* **INSTRUCTION**:
Please copy every one of the entries below, requests included, and offset each coordinate in the answers by -29.

(Stored items from a collection)
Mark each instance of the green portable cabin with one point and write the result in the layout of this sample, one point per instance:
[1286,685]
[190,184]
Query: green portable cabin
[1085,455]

* **PROBLEM SOLUTION**:
Mark each instance of the green portable cabin with one point and write the result in the layout of this sample, one point per instance:
[1286,685]
[190,184]
Query: green portable cabin
[1056,426]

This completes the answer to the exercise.